▶ _Instrução 1_:
Informe quantas linhas da listagem contêm a palavra "window". Responda apenas com o número.

No terceiro episódio da série documental A vida em cores, que estreou em fevereiro de 2021 na plataforma de vídeo Netflix, o naturalista e apresentador britânico David Attenborough acompanha, curioso, a montagem de uma câmera fotográfica com um filtro ultravioleta. Apontado para uma flor que parece inteiramente amarela, o aparelho capta, em tempo real, a imagem que reflete a luz branca e simula a visão humana e outra que mostra o resultado da luz ultravioleta. “Parece que a flor tem marcas pretas nas pétalas”, diz ele, admirado, ao observar a imagem em ultravioleta e apontar para os traços que aparecem próximo ao miolo da flor. “Muitas aves, lagartos, insetos e alguns peixes enxergam ultravioleta. Estão reagindo a coisas que não podemos ver”, observa ele.

▶ _Instrução 2_:
Liste os grupos de animais que, segundo o trecho, enxergam ultravioleta.

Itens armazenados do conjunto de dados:
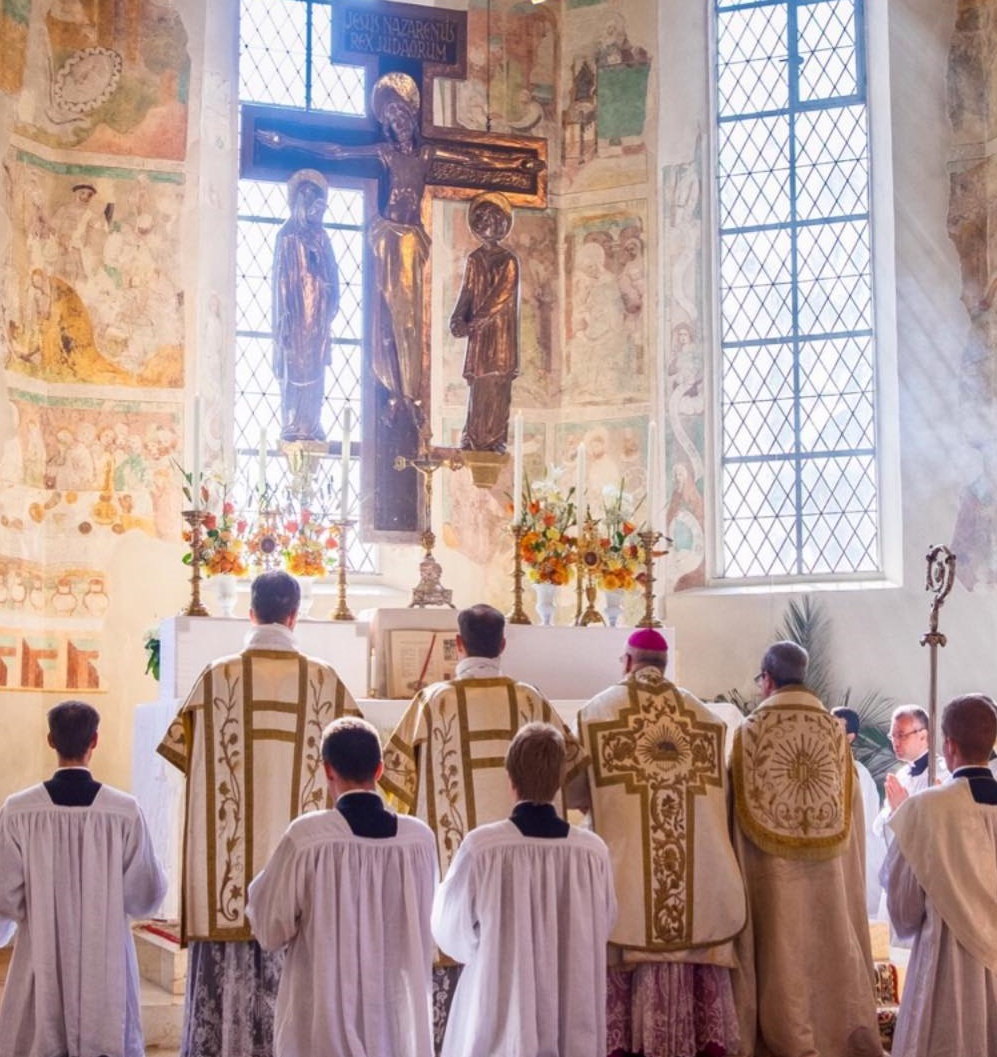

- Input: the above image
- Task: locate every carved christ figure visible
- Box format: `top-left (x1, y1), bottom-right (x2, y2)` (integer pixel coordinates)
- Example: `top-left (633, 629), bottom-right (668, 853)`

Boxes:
top-left (256, 72), bottom-right (543, 435)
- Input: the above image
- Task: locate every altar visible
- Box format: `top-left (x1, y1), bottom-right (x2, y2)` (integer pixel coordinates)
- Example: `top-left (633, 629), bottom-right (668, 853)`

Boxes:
top-left (132, 609), bottom-right (740, 919)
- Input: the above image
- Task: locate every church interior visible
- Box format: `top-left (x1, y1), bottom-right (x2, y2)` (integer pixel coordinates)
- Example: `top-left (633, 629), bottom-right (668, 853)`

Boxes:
top-left (0, 0), bottom-right (997, 1048)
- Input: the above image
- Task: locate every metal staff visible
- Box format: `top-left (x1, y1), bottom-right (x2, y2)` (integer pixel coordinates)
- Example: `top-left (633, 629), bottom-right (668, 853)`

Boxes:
top-left (921, 544), bottom-right (956, 786)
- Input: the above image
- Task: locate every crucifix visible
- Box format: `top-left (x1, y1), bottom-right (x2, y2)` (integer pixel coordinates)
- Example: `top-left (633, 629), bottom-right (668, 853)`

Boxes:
top-left (589, 675), bottom-right (725, 950)
top-left (240, 0), bottom-right (547, 542)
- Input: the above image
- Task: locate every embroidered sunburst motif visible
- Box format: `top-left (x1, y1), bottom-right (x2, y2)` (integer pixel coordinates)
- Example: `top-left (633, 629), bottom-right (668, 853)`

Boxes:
top-left (772, 733), bottom-right (837, 804)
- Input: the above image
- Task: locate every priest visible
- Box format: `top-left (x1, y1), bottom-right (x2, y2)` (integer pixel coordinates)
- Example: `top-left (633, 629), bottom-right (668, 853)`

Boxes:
top-left (246, 717), bottom-right (437, 1057)
top-left (883, 693), bottom-right (997, 1057)
top-left (731, 642), bottom-right (883, 1057)
top-left (0, 701), bottom-right (166, 1057)
top-left (432, 723), bottom-right (616, 1057)
top-left (381, 605), bottom-right (586, 1047)
top-left (158, 571), bottom-right (359, 1057)
top-left (578, 628), bottom-right (745, 1057)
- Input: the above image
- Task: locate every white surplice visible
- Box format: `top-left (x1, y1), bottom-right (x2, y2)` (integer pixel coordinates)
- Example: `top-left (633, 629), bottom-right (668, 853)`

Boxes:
top-left (855, 760), bottom-right (886, 917)
top-left (246, 810), bottom-right (437, 1057)
top-left (0, 785), bottom-right (166, 1057)
top-left (883, 777), bottom-right (997, 1057)
top-left (432, 820), bottom-right (616, 1057)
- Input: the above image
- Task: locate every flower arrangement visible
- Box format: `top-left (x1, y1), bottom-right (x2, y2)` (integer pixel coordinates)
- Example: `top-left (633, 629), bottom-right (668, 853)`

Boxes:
top-left (596, 481), bottom-right (645, 591)
top-left (201, 499), bottom-right (250, 576)
top-left (282, 507), bottom-right (338, 576)
top-left (519, 480), bottom-right (576, 586)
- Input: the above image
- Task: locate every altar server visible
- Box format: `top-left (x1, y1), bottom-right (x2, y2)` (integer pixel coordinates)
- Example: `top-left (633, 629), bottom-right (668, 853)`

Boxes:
top-left (883, 693), bottom-right (997, 1057)
top-left (159, 572), bottom-right (359, 1057)
top-left (578, 628), bottom-right (746, 1057)
top-left (732, 642), bottom-right (882, 1057)
top-left (432, 723), bottom-right (616, 1057)
top-left (381, 605), bottom-right (586, 1047)
top-left (0, 701), bottom-right (166, 1057)
top-left (246, 718), bottom-right (437, 1057)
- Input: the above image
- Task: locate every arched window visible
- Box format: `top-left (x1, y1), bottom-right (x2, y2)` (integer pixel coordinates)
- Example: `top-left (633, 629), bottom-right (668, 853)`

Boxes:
top-left (716, 0), bottom-right (883, 580)
top-left (235, 0), bottom-right (374, 571)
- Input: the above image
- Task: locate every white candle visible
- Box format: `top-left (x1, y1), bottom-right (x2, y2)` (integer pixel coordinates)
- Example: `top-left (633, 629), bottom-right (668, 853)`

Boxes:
top-left (647, 419), bottom-right (658, 530)
top-left (513, 411), bottom-right (522, 525)
top-left (575, 442), bottom-right (588, 527)
top-left (190, 395), bottom-right (201, 511)
top-left (339, 404), bottom-right (353, 521)
top-left (256, 427), bottom-right (266, 499)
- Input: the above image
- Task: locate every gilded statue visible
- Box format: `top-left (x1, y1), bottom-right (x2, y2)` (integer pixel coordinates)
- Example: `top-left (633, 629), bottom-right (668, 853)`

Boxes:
top-left (450, 191), bottom-right (519, 452)
top-left (273, 169), bottom-right (339, 441)
top-left (257, 72), bottom-right (543, 433)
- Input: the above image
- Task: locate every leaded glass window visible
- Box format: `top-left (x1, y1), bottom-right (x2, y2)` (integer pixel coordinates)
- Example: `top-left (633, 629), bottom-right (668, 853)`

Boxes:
top-left (235, 0), bottom-right (374, 571)
top-left (716, 0), bottom-right (881, 579)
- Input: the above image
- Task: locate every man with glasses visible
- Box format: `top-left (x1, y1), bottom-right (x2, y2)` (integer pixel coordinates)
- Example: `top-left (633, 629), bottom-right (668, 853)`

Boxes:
top-left (879, 705), bottom-right (948, 816)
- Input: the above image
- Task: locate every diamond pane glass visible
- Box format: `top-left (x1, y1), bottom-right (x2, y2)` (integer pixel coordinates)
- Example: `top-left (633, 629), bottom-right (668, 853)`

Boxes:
top-left (716, 0), bottom-right (880, 578)
top-left (235, 0), bottom-right (376, 572)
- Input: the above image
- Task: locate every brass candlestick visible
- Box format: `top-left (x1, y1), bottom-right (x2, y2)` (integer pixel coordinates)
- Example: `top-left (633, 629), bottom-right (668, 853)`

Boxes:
top-left (636, 525), bottom-right (671, 628)
top-left (394, 447), bottom-right (463, 609)
top-left (575, 514), bottom-right (606, 628)
top-left (505, 520), bottom-right (533, 624)
top-left (332, 518), bottom-right (356, 620)
top-left (181, 511), bottom-right (208, 616)
top-left (921, 544), bottom-right (956, 785)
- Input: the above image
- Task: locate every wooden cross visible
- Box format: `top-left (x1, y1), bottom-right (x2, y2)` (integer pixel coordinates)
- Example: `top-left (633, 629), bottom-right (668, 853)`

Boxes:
top-left (240, 0), bottom-right (547, 542)
top-left (589, 676), bottom-right (724, 950)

▶ _Resposta 1_:
2

▶ _Resposta 2_:
Aves, lagartos, insetos e alguns peixes.